> EXCERPT PROVIDED:
He made the disclosure at the B&FT’s online forum, ‘Ghana’s Most Respected CEOs’, held late last week. The anxiety, he noted, is due to factors such as income reduction, job insecurity for employees, personal safety and family and domestic uncertainties – situations which according to him makes it difficult for people to determine what might happen in the near-future.

Badu-Aboagye made the assertion based on a survey conducted by the GNCCI, which established that the most-hit business sector as a result of the pandemic is the SME sector. He observed that because most don’t have the financial muscle to survive over a long period of time, with the reduction in their revenue and increasing costs, most of them have collapsed.



“This means employees and workforces are also at home, and so anxiety within the SME sector is high.” Mr. Badu-Aboagye suggested that, going forward, organisations need to prioritise business continuity plans and adopt risk mitigation measures, since the global pandemic’s onset has negatively impacted the world of work and created anxiety among workforces.

B&FT’s Most Respected CEOs breakfast series webinar, held last week, hosted human resource management experts who deliberated on the theme ‘Managing an Anxious Workforce During and Post COVID-19 for Business Continuity’.

> GIVEN ENTRIES:

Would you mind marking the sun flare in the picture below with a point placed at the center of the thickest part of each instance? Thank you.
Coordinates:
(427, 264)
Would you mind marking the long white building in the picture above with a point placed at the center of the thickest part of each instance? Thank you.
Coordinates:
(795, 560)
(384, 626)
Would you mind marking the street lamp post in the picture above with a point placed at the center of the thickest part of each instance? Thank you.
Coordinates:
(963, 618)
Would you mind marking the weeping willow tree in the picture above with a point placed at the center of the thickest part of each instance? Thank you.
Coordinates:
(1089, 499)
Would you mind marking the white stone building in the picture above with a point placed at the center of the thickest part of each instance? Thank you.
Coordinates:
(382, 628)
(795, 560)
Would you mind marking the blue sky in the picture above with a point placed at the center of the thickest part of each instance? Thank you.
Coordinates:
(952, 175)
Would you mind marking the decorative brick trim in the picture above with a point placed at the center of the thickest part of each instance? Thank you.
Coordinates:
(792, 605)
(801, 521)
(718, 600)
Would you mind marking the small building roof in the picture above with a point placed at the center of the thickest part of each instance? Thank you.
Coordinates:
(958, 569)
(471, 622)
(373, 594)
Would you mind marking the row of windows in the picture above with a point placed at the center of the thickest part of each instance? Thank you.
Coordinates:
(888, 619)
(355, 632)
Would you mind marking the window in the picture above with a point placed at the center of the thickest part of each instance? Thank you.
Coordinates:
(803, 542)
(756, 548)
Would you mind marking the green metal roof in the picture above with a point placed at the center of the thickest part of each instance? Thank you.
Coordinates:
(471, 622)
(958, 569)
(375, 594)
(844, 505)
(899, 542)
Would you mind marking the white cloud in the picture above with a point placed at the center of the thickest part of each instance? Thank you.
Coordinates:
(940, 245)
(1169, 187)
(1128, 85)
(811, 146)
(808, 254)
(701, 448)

> TASK DIRECTIONS:
Duplicate the full text on workforce anxiety among SMEs word for word. Draw only on the text about SME workforce anxiety, not on the records.

> SOLUTION BELOW:
He made the disclosure at the B&FT’s online forum, ‘Ghana’s Most Respected CEOs’, held late last week. The anxiety, he noted, is due to factors such as income reduction, job insecurity for employees, personal safety and family and domestic uncertainties – situations which according to him makes it difficult for people to determine what might happen in the near-future.

Badu-Aboagye made the assertion based on a survey conducted by the GNCCI, which established that the most-hit business sector as a result of the pandemic is the SME sector. He observed that because most don’t have the financial muscle to survive over a long period of time, with the reduction in their revenue and increasing costs, most of them have collapsed.



“This means employees and workforces are also at home, and so anxiety within the SME sector is high.” Mr. Badu-Aboagye suggested that, going forward, organisations need to prioritise business continuity plans and adopt risk mitigation measures, since the global pandemic’s onset has negatively impacted the world of work and created anxiety among workforces.

B&FT’s Most Respected CEOs breakfast series webinar, held last week, hosted human resource management experts who deliberated on the theme ‘Managing an Anxious Workforce During and Post COVID-19 for Business Continuity’.